*本文*
いもに見ろ!3

「誰に断って商売してんのや?」
切れ切れのにーちゃんがいった。

「断り?」

「おい、ここはわしらの島なんや・・
勝手に店開いてどうするつもりや?」

「あかんかったんですか?」

「あたりまえや!しょば代払え!しょば代。」

「しょば代?」

「店開く場所代」と源太が言った。

「とりあえず今日の分」、といって切れ切れの
若い兄ちゃんは手を出した。

めいこは冗談じゃないと思った。

「あ、あの・・・こいつ、今日で止めるみたいなので
大目に見てやってくれませんかね?」と源太はいう。

「ちょっとやってみただけなので。」

するとめいこが「ええ?あの・・」
「もうやめとけ。」と源太。
「でもあの・・」
「うるさい、田舎へ帰れ!!」

別のにーちゃんは室井に「こらぁめがねぇ!」
と、大きな声で怒鳴った。

室井はその声につつかれて、
めいこがしっかりと持っていた
売上金を横からぶんどって
そのにーちゃんに渡した。

めいこが「ちょっと!!」と走り寄ろうとしたら
先ほどのしょば代といったにーちゃんが
めいこを静止して突き飛ばした。

転げためいこ。

お金は年長のにーちゃんのところへ。

年長のにーちゃんは、その中から
自分の取り分を取って後は室井に
返した。
そして、「うまいもん、つくりや」といって
さっていった。ほかのにーちゃんたちも
去っていった。

めいこは追いかけようとしたら源太に
止められた。

*表示データ*

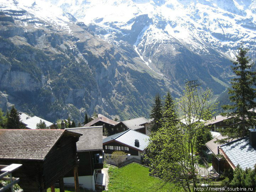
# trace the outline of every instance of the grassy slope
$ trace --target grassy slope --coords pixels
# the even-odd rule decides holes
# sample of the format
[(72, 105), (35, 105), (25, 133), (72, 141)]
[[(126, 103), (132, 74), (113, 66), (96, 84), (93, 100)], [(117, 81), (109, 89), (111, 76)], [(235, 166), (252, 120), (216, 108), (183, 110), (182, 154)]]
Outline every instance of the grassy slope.
[(160, 179), (149, 175), (149, 169), (133, 163), (121, 169), (111, 167), (108, 171), (110, 176), (108, 190), (112, 191), (182, 191), (170, 183), (159, 188), (164, 183)]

*実施する課題*
• a. しょば代をめぐる物語のうち、「めいこは冗談じゃないと思った。」から「別のにーちゃんは室井に「こらぁめがねぇ!」」までの部分を、一字も変えずに書き写してください。
• b. しょば代をめぐる物語を、示されている最後の文の後から書き進めてください。
エントリーは、しょば代をめぐる物語とは別個の資料です。

*課題別の解答*
• a.
めいこは冗談じゃないと思った。

「あ、あの・・・こいつ、今日で止めるみたいなので
大目に見てやってくれませんかね?」と源太はいう。

「ちょっとやってみただけなので。」

するとめいこが「ええ?あの・・」
「もうやめとけ。」と源太。
「でもあの・・」
「うるさい、田舎へ帰れ!!」

別のにーちゃんは室井に「こらぁめがねぇ!」

• b.
「なんで、お金取られなあかんの?」
「よそさんの土地で店だすんや。
しゃーないやろ?」

「そやかてここは建物疎開の場所やから
絶対あの連中のものではないと思うけど
おかしいやんこんなの。」

源太はめいこのやっているうまいもんだって
闇市なので立派な犯罪だといった。

「生きていくうえでしょうがない」とめいこは
いった。
すると源太は

「お前にもしものことがあったら
わしは、ツーてんかくに合わせる顔が
ないんじゃい!!!」

と怒鳴る。

めいこは、
「え??え??」
と、なんてことなのかわからない。

「なんでもない・・・・」

めいこは「とにかく私はここにおるから
もうしょば代もはろたしな!」

そういって、断固戦うつもりである。

源太はどうするものかと考えた。

その夜、蔵のまえに源太は大きな樽を
転がしてきた。臨時の家である。
めいこを守るためである。

驚くめいこに「おまえみたいな大きな仏さんが
ころがっとったらうっとうしいからな。
社会に対するご奉仕や。」

という。

めいこは月明かりに中で
悠太郎への日記を書いた。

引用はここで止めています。